- **YOUR GOAL**: The data should be transcribed in its entirety, word for word.

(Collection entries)
-----

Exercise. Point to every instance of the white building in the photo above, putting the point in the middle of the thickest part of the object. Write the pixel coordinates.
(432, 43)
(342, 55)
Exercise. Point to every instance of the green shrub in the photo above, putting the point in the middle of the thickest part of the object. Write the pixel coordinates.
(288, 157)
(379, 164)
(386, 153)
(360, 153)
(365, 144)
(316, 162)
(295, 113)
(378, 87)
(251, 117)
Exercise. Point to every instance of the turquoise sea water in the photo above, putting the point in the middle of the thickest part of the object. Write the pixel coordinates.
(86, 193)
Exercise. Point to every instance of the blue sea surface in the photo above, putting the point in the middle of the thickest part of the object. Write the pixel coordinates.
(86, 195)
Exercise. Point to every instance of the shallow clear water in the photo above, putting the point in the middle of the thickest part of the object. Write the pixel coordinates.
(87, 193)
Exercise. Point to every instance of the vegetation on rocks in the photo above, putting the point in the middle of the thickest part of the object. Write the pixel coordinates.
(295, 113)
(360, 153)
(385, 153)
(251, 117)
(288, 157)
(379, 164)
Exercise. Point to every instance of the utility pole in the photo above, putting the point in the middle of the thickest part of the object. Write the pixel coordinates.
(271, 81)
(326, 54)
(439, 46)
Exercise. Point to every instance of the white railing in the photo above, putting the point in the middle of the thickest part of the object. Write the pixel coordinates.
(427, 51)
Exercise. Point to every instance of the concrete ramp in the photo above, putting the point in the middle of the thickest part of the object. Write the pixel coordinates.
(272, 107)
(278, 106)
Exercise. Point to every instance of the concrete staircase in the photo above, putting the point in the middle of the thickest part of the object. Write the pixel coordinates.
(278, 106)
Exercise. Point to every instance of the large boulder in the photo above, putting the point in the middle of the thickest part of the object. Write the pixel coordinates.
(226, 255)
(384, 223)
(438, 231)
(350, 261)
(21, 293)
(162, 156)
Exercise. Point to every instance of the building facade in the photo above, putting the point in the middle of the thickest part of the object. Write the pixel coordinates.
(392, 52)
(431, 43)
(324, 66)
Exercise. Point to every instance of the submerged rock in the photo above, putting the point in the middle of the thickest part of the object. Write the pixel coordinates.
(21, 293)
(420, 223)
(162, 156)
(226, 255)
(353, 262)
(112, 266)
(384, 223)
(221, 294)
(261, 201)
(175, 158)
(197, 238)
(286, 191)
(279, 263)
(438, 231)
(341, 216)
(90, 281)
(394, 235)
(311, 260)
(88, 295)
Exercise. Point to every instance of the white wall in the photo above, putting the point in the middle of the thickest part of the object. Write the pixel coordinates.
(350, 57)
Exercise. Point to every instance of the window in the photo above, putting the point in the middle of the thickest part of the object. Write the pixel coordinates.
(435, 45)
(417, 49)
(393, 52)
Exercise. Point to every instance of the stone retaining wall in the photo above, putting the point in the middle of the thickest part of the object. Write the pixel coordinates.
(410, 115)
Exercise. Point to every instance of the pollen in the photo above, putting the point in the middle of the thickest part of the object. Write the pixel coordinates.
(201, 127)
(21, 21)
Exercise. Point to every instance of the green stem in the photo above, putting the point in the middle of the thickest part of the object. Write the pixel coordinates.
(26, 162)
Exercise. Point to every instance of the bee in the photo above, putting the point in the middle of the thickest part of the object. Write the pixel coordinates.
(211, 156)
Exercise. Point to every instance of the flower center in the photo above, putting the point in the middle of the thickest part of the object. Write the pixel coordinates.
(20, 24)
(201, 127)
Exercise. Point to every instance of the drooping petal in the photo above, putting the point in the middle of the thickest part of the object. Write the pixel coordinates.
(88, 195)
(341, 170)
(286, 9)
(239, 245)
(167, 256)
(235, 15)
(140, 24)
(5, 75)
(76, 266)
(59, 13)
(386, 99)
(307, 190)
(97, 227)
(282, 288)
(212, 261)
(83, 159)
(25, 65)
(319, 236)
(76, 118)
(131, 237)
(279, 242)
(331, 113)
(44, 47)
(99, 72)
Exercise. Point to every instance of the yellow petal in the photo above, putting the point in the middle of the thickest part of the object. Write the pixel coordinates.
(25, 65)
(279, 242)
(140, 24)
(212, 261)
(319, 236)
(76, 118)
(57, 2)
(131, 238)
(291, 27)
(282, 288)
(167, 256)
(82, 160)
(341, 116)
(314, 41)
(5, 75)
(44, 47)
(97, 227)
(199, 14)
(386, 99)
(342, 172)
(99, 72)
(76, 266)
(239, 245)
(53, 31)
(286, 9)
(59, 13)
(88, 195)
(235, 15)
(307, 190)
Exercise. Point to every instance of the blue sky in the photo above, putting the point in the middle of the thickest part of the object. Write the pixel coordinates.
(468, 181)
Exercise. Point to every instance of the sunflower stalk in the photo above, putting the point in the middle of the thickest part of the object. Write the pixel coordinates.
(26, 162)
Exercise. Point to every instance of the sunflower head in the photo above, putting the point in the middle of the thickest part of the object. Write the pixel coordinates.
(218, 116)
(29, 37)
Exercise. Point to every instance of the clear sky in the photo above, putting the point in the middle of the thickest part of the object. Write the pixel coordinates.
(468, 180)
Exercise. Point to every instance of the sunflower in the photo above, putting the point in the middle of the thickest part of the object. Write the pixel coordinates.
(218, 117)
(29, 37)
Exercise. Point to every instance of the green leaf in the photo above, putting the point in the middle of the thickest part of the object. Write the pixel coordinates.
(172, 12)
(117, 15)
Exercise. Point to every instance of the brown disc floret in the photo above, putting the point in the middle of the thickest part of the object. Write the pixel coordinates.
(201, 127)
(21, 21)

-----

- **OUTPUT**:
Exercise. Point to every instance of the white building in the photo above, putting the point in the middle of the thickest part of the object. Write the pixel coordinates.
(432, 43)
(342, 55)
Exercise. Point to every instance of the green shrub in the photo above, putting the point in the middle of the thickest part of the object. Write the pixel coordinates.
(288, 157)
(379, 164)
(386, 153)
(360, 153)
(365, 144)
(316, 162)
(295, 113)
(378, 87)
(251, 117)
Exercise. Point to every instance of the turquoise sea water in the photo above, putting the point in the middle of the thickest part of the object. Write the pixel coordinates.
(86, 193)
Exercise. Point to every instance of the blue sea surface in the photo above, putting the point in the middle of the thickest part of the object. Write the pixel coordinates.
(86, 195)
Exercise. Point to every instance of the shallow clear water in the photo above, putting the point in the middle of the thickest part of the object. Write the pixel coordinates.
(87, 193)
Exercise. Point to every instance of the vegetation on rocks in the photo above, putting the point in the middle of the thickest part of the object. Write the pixel coordinates.
(295, 113)
(360, 153)
(385, 153)
(251, 117)
(288, 157)
(379, 164)
Exercise. Point to every instance of the utility pole in the photo above, putting the point in the middle of the thickest part of the object. Write the pixel coordinates.
(271, 81)
(326, 54)
(439, 46)
Exercise. Point to every instance of the white railing in the photo above, putting the point in the middle of the thickest part of the object. Write the pixel coordinates.
(427, 51)
Exercise. Point to every instance of the concrete ramp in the photo above, putting the point in the middle of the thickest part of the object. Write the pixel coordinates.
(272, 107)
(278, 106)
Exercise. Point to every instance of the concrete staircase in the photo above, putting the point in the middle of the thickest part of the object. Write the pixel coordinates.
(278, 106)
Exercise. Point to every instance of the large boulder in the photo above, putting the point in the middle of the thickest part of the object. Write the pixel coordinates.
(226, 255)
(384, 223)
(438, 231)
(350, 261)
(21, 293)
(162, 156)
Exercise. Point to every instance of the building facade in the photo above, putting the point in the middle of the thickest part of the object. Write the pixel coordinates.
(392, 52)
(431, 43)
(324, 66)
Exercise. Point to every instance of the submerged rock in the photo above, putting the point in the middle of the thickest part of the object. Write the pixel coordinates.
(21, 293)
(420, 223)
(162, 156)
(226, 255)
(353, 262)
(112, 266)
(384, 223)
(221, 294)
(261, 201)
(175, 158)
(197, 238)
(286, 191)
(279, 263)
(438, 231)
(341, 216)
(90, 281)
(394, 235)
(311, 260)
(88, 295)
Exercise. Point to every instance of the white wall in the photo above, putting the point in the middle of the thickest part of the object. Write the pixel coordinates.
(350, 57)
Exercise. Point to every instance of the window in the photo above, putting the point in the middle of the thickest part of the object. Write the pixel coordinates.
(435, 45)
(417, 49)
(393, 52)
Exercise. Point to every instance of the stone retaining wall in the photo above, putting the point in the middle of the thickest part of the object. Write the pixel coordinates.
(410, 115)
Exercise. Point to every instance of the pollen in the photo above, putting the point in the middle of the thickest part of the object. Write the pixel coordinates.
(201, 127)
(21, 21)
Exercise. Point to every instance of the green stem in the photo above, putting the point in the middle of the thickest part of the object. Write the pixel coordinates.
(26, 162)
Exercise. Point to every instance of the bee in the photo above, putting the point in the middle of the thickest part of the object. Write the pixel coordinates.
(211, 156)
Exercise. Point to every instance of the flower center in the photo above, putting the point in the middle of the thickest part of the object. Write the pixel coordinates.
(20, 24)
(201, 127)
Exercise. Point to every instance of the drooping petal in the photo above, putting the point in the middle of the thickest part of the object. Write the pixel coordinates.
(88, 195)
(341, 170)
(286, 9)
(239, 245)
(167, 256)
(235, 15)
(140, 24)
(5, 75)
(76, 266)
(59, 13)
(386, 99)
(307, 190)
(97, 227)
(282, 288)
(212, 261)
(83, 159)
(25, 65)
(319, 236)
(76, 118)
(131, 237)
(279, 242)
(331, 113)
(44, 47)
(99, 72)
Exercise. Point to every instance of the yellow petal in the photo above, putting the point in the middle of the thickest part of the object. Write the pixel coordinates.
(25, 65)
(279, 242)
(140, 24)
(212, 261)
(319, 236)
(76, 118)
(57, 2)
(131, 238)
(291, 27)
(282, 288)
(167, 256)
(82, 160)
(341, 116)
(314, 41)
(5, 75)
(44, 47)
(97, 227)
(199, 14)
(386, 99)
(342, 172)
(99, 72)
(76, 266)
(239, 245)
(53, 31)
(286, 9)
(59, 13)
(88, 195)
(235, 15)
(307, 190)
Exercise. Point to every instance of the blue sky in the photo above, putting the point in the middle of the thickest part of the object. Write the pixel coordinates.
(468, 181)
Exercise. Point to every instance of the sunflower stalk in the photo above, putting the point in the middle of the thickest part of the object. Write the pixel coordinates.
(26, 162)
Exercise. Point to every instance of the sunflower head in the photo above, putting the point in the middle of the thickest part of the object. Write the pixel coordinates.
(218, 116)
(29, 37)
Exercise. Point to every instance of the clear sky in the photo above, putting the point in the middle of the thickest part of the object. Write the pixel coordinates.
(468, 180)
Exercise. Point to every instance of the sunflower in the photo above, putting the point in the middle of the thickest part of the object. Write the pixel coordinates.
(218, 117)
(29, 37)
Exercise. Point to every instance of the green leaf in the photo above, putting the point in the middle of the thickest part of the object. Write the pixel coordinates.
(172, 12)
(117, 15)
Exercise. Point to every instance of the brown disc floret in the photo above, putting the point in the middle of the thickest part of the object. Write the pixel coordinates.
(201, 127)
(21, 21)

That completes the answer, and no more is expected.